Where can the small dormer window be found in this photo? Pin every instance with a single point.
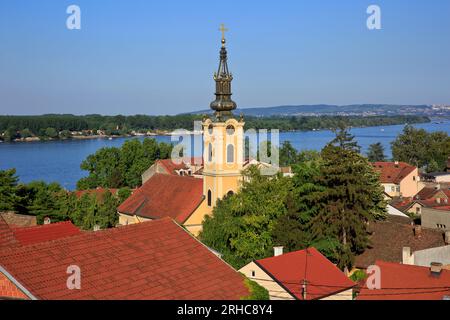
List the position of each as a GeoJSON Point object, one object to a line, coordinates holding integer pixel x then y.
{"type": "Point", "coordinates": [230, 130]}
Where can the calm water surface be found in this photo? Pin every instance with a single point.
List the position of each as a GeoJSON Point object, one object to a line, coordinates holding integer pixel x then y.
{"type": "Point", "coordinates": [60, 160]}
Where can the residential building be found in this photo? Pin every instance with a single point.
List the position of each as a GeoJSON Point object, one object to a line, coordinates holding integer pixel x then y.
{"type": "Point", "coordinates": [426, 257]}
{"type": "Point", "coordinates": [389, 237]}
{"type": "Point", "coordinates": [399, 179]}
{"type": "Point", "coordinates": [407, 282]}
{"type": "Point", "coordinates": [178, 197]}
{"type": "Point", "coordinates": [155, 260]}
{"type": "Point", "coordinates": [300, 275]}
{"type": "Point", "coordinates": [436, 218]}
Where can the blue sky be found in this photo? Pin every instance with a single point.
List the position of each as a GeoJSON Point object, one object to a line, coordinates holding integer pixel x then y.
{"type": "Point", "coordinates": [158, 57]}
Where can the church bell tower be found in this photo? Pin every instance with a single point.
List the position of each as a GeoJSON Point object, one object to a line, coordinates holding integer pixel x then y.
{"type": "Point", "coordinates": [223, 138]}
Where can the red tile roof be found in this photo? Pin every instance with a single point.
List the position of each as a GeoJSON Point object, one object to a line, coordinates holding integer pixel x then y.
{"type": "Point", "coordinates": [8, 290]}
{"type": "Point", "coordinates": [391, 172]}
{"type": "Point", "coordinates": [407, 282]}
{"type": "Point", "coordinates": [7, 238]}
{"type": "Point", "coordinates": [155, 260]}
{"type": "Point", "coordinates": [172, 167]}
{"type": "Point", "coordinates": [389, 237]}
{"type": "Point", "coordinates": [33, 235]}
{"type": "Point", "coordinates": [323, 277]}
{"type": "Point", "coordinates": [165, 196]}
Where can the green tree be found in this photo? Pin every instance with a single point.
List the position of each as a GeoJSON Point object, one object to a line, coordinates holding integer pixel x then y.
{"type": "Point", "coordinates": [351, 197]}
{"type": "Point", "coordinates": [376, 153]}
{"type": "Point", "coordinates": [241, 225]}
{"type": "Point", "coordinates": [8, 190]}
{"type": "Point", "coordinates": [288, 154]}
{"type": "Point", "coordinates": [122, 167]}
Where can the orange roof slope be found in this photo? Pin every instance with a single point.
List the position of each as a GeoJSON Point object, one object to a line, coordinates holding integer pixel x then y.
{"type": "Point", "coordinates": [7, 238]}
{"type": "Point", "coordinates": [8, 290]}
{"type": "Point", "coordinates": [32, 235]}
{"type": "Point", "coordinates": [154, 260]}
{"type": "Point", "coordinates": [165, 196]}
{"type": "Point", "coordinates": [291, 269]}
{"type": "Point", "coordinates": [391, 172]}
{"type": "Point", "coordinates": [407, 282]}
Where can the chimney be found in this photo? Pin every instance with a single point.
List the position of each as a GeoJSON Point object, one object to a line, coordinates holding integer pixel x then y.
{"type": "Point", "coordinates": [406, 256]}
{"type": "Point", "coordinates": [436, 269]}
{"type": "Point", "coordinates": [447, 237]}
{"type": "Point", "coordinates": [418, 231]}
{"type": "Point", "coordinates": [278, 251]}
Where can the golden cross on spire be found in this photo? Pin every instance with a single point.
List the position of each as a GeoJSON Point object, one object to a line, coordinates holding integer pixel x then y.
{"type": "Point", "coordinates": [223, 30]}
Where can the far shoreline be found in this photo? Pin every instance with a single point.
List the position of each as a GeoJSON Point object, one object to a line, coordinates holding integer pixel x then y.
{"type": "Point", "coordinates": [169, 134]}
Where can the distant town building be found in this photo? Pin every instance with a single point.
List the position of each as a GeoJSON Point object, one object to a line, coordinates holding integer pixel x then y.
{"type": "Point", "coordinates": [389, 237]}
{"type": "Point", "coordinates": [300, 275]}
{"type": "Point", "coordinates": [399, 179]}
{"type": "Point", "coordinates": [407, 282]}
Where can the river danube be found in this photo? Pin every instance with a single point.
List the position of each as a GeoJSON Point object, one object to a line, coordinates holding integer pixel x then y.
{"type": "Point", "coordinates": [59, 161]}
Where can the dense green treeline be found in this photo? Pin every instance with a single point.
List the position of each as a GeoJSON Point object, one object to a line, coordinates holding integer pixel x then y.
{"type": "Point", "coordinates": [61, 126]}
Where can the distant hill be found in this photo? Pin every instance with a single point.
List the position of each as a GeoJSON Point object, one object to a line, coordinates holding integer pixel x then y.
{"type": "Point", "coordinates": [348, 110]}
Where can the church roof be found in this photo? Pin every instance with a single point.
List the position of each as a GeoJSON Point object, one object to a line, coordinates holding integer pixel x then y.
{"type": "Point", "coordinates": [165, 195]}
{"type": "Point", "coordinates": [154, 260]}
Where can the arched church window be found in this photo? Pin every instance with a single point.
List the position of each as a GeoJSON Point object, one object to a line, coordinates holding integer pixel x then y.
{"type": "Point", "coordinates": [210, 152]}
{"type": "Point", "coordinates": [230, 153]}
{"type": "Point", "coordinates": [230, 130]}
{"type": "Point", "coordinates": [209, 198]}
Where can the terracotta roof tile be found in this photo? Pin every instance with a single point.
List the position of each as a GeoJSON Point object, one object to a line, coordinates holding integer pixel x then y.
{"type": "Point", "coordinates": [7, 238]}
{"type": "Point", "coordinates": [407, 282]}
{"type": "Point", "coordinates": [165, 196]}
{"type": "Point", "coordinates": [322, 276]}
{"type": "Point", "coordinates": [391, 172]}
{"type": "Point", "coordinates": [151, 260]}
{"type": "Point", "coordinates": [389, 237]}
{"type": "Point", "coordinates": [37, 234]}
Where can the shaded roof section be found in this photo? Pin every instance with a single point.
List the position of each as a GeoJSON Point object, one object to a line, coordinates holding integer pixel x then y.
{"type": "Point", "coordinates": [171, 168]}
{"type": "Point", "coordinates": [165, 196]}
{"type": "Point", "coordinates": [289, 270]}
{"type": "Point", "coordinates": [49, 232]}
{"type": "Point", "coordinates": [7, 239]}
{"type": "Point", "coordinates": [154, 260]}
{"type": "Point", "coordinates": [8, 290]}
{"type": "Point", "coordinates": [407, 282]}
{"type": "Point", "coordinates": [389, 237]}
{"type": "Point", "coordinates": [393, 172]}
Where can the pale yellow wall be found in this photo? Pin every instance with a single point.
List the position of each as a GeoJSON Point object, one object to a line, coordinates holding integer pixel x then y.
{"type": "Point", "coordinates": [391, 189]}
{"type": "Point", "coordinates": [411, 185]}
{"type": "Point", "coordinates": [219, 176]}
{"type": "Point", "coordinates": [276, 292]}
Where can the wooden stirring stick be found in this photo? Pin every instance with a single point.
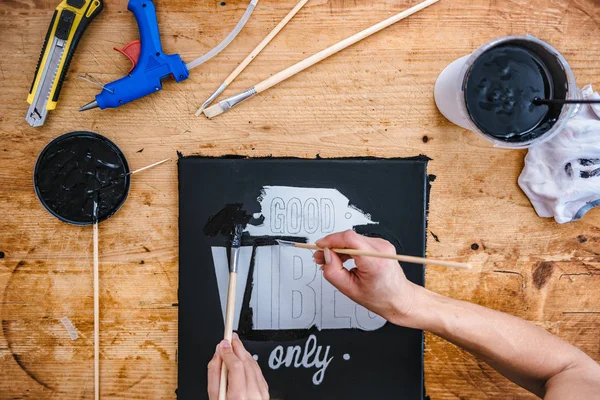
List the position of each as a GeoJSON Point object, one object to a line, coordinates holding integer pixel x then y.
{"type": "Point", "coordinates": [96, 307]}
{"type": "Point", "coordinates": [398, 257]}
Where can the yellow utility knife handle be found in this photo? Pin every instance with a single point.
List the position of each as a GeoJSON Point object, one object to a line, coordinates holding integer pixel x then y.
{"type": "Point", "coordinates": [69, 21]}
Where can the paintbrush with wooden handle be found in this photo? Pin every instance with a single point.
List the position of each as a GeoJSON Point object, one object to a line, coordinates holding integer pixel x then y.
{"type": "Point", "coordinates": [233, 101]}
{"type": "Point", "coordinates": [236, 242]}
{"type": "Point", "coordinates": [398, 257]}
{"type": "Point", "coordinates": [251, 56]}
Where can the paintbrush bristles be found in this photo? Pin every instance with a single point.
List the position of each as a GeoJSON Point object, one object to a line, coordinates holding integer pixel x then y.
{"type": "Point", "coordinates": [397, 257]}
{"type": "Point", "coordinates": [236, 239]}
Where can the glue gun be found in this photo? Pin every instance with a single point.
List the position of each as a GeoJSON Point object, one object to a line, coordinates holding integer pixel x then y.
{"type": "Point", "coordinates": [150, 64]}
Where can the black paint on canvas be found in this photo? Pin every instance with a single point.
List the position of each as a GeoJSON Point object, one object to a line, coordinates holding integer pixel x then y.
{"type": "Point", "coordinates": [387, 361]}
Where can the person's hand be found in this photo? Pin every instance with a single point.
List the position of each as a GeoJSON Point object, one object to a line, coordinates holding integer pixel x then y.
{"type": "Point", "coordinates": [245, 380]}
{"type": "Point", "coordinates": [377, 284]}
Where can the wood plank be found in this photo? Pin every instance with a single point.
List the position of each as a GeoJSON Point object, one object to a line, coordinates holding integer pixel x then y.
{"type": "Point", "coordinates": [374, 98]}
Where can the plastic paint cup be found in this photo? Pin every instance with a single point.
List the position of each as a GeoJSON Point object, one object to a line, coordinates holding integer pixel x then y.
{"type": "Point", "coordinates": [75, 170]}
{"type": "Point", "coordinates": [490, 91]}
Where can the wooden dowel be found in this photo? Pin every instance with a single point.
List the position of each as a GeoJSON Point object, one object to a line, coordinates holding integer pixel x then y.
{"type": "Point", "coordinates": [233, 101]}
{"type": "Point", "coordinates": [253, 54]}
{"type": "Point", "coordinates": [96, 311]}
{"type": "Point", "coordinates": [398, 257]}
{"type": "Point", "coordinates": [228, 334]}
{"type": "Point", "coordinates": [150, 166]}
{"type": "Point", "coordinates": [323, 54]}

- - - - -

**Problem**: In the listing above, each line with the word "handle" is to be copied out.

**Task output**:
Where can the yellow utility knife handle be found in this photo? Pin every instance with a single point.
Where can the paintbrush with wooden handle be found in this photo? Pin every instance with a single point.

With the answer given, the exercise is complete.